Pick out every line in the records below that contains the word "step", and copy each of those lines.

Input material —
+---+
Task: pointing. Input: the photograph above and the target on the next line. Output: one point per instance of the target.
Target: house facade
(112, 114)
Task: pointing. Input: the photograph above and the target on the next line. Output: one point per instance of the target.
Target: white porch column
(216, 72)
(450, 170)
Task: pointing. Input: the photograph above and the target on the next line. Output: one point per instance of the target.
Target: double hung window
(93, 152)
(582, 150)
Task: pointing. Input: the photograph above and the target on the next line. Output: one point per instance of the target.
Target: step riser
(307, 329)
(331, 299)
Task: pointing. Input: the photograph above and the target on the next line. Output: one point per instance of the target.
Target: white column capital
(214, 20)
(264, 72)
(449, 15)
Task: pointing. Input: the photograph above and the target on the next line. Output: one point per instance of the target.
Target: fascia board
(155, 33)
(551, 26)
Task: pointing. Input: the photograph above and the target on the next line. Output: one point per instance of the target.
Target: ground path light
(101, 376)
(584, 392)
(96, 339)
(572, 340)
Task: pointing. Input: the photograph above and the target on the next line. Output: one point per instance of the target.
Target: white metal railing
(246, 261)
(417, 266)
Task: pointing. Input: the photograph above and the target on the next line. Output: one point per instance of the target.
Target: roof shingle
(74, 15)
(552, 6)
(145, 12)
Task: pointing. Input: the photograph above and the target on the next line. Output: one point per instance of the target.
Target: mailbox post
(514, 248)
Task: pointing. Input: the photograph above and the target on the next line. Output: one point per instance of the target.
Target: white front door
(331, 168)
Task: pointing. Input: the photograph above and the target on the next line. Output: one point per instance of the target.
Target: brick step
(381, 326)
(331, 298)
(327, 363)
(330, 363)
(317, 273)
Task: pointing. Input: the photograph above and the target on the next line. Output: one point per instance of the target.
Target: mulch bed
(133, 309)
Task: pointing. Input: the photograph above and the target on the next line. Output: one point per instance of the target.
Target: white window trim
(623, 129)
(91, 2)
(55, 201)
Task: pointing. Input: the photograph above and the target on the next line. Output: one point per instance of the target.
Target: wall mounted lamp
+---+
Answer to this exercise —
Target: step riser
Target: brick step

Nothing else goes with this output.